Page.
John Frederick Shelton (29 January 1903 - 8 March 1983) was an Australian rules footballer who played for the St Kilda Football Club in the Victorian Football League (VFL).

Football 
From Koo Wee Rup, in southeast Victoria, he played for St Kilda from 1925–1928. His brother, James P. Shelton also played three senior games with St Kilda, two at the end of 1921, and one in round eight 1922.

A forward, he was St Kilda's leading goalkicker for three consecutive seasons in 1925, 1926 and 1927.

He also represented Victoria four times.

Tribunal
On Saturday, 7 August 1926, as the extensive contemporary newspaper reports attest, Shelton was involved in an act of violence directed at Geelong's full-back Arthur Rayson (who also worked as the caretaker at the Corio Oval), through which Rayson received broken ribs, amongst other injuries. The spectators' response to Rayson's injury, specifically directed at Shelton was such that Shelton required police protection from attacks with fence pickets.

Objective 1.
Answer these questions using the Shelton biography:
(a) Where was Shelton from?
(b) How many times did he represent Victoria?
(c) Which Geelong player was injured in the incident on 7 August 1926?
Objective 2. Return everything in the Shelton biography from "John Frederick Shelton" down to "round eight 1922.", copied word for word.
Objective 3.
Do these statements agree with the Shelton biography? Answer yes or no for each, and quote the words that decide it.
(a) Shelton played as a forward.
(b) Arthur Rayson worked as the caretaker at the Corio Oval.
(c) All of James P. Shelton's senior games with St Kilda were played in 1922.

Entries.
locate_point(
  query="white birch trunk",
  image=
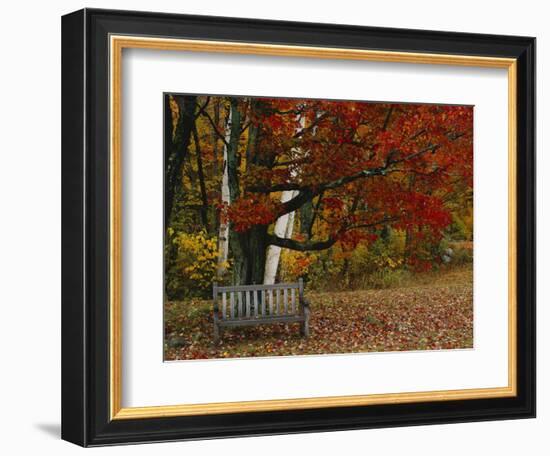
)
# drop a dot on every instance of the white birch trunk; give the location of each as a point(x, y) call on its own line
point(283, 228)
point(223, 236)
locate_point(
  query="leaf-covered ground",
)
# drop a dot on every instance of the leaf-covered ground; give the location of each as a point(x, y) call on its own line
point(434, 313)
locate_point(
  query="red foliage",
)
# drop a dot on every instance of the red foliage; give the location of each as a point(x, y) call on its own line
point(425, 152)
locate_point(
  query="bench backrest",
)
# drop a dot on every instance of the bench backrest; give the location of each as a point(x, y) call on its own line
point(255, 301)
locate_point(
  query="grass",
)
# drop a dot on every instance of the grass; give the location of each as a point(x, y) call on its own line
point(425, 312)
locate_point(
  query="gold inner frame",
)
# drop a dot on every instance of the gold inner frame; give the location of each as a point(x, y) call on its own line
point(117, 44)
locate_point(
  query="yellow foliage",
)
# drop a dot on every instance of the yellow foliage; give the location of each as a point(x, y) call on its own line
point(197, 258)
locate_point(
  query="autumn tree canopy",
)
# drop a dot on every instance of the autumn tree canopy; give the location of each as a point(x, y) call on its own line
point(335, 172)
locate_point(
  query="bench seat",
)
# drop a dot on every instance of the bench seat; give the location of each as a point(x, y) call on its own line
point(248, 305)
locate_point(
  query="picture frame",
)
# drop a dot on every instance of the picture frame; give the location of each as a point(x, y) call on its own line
point(92, 45)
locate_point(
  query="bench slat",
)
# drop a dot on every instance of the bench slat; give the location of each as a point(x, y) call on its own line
point(261, 321)
point(275, 286)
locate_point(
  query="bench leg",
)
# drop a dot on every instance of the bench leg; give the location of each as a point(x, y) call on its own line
point(304, 326)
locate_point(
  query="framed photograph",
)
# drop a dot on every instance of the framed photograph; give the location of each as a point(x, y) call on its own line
point(278, 227)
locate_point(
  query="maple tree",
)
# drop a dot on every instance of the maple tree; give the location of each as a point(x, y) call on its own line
point(347, 169)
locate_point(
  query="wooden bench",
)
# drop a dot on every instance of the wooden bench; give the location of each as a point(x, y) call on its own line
point(246, 305)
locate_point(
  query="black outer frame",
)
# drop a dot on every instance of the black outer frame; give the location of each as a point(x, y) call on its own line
point(85, 227)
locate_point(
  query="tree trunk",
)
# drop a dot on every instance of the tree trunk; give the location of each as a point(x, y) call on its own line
point(223, 236)
point(202, 185)
point(176, 149)
point(284, 226)
point(248, 266)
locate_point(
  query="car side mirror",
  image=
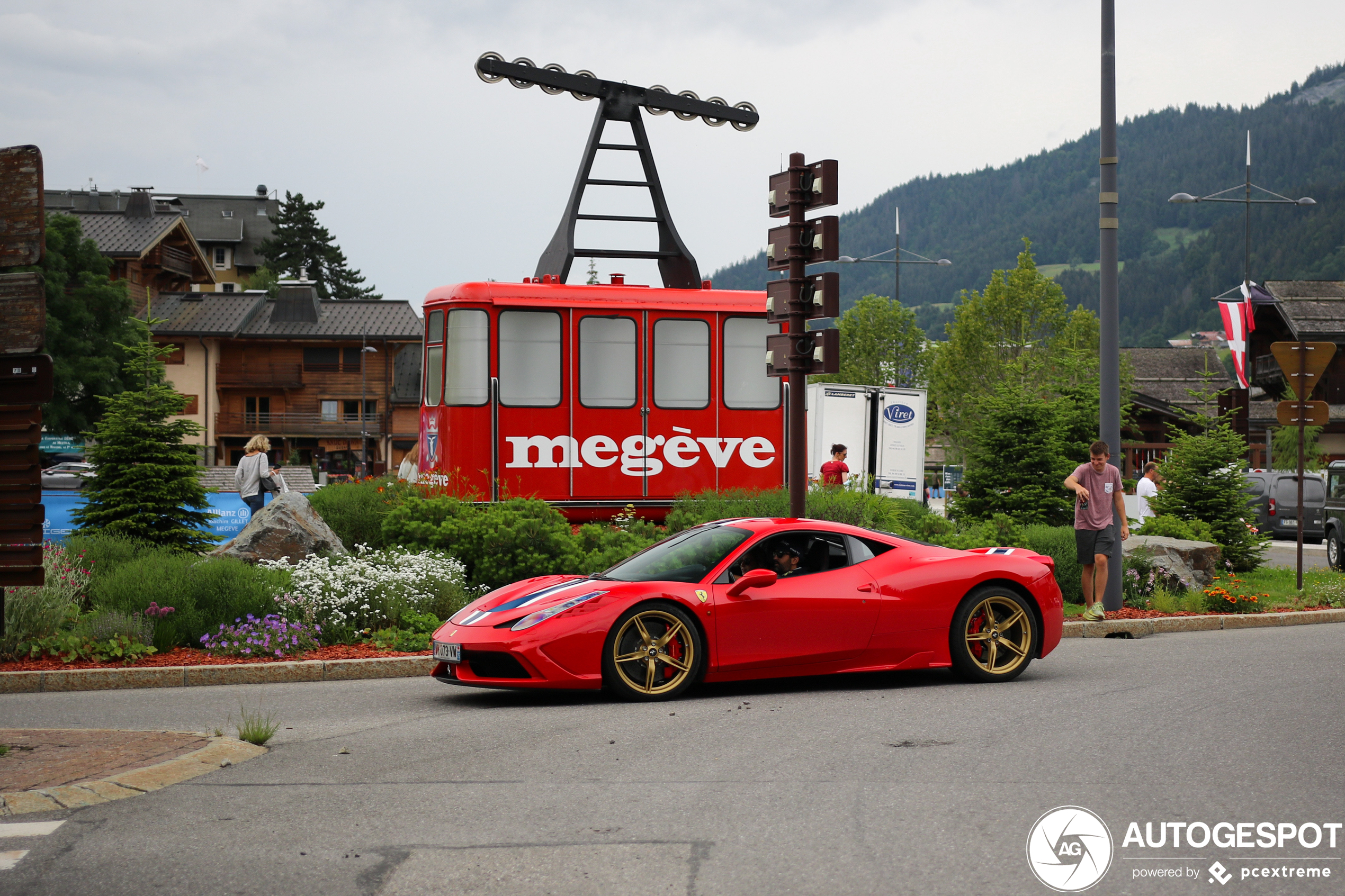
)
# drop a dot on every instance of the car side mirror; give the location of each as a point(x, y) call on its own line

Task result 1.
(a) Koo Wee Rup, in southeast Victoria.
(b) Four times.
(c) Arthur Rayson, Geelong's full-back.

Task result 2.
John Frederick Shelton (29 January 1903 - 8 March 1983) was an Australian rules footballer who played for the St Kilda Football Club in the Victorian Football League (VFL).

Football 
From Koo Wee Rup, in southeast Victoria, he played for St Kilda from 1925–1928. His brother, James P. Shelton also played three senior games with St Kilda, two at the end of 1921, and one in round eight 1922.

Task result 3.
(a) Yes: "A forward, he was St Kilda's leading goalkicker for three consecutive seasons"
(b) Yes: "who also worked as the caretaker at the Corio Oval"
(c) No: "two at the end of 1921, and one in round eight 1922"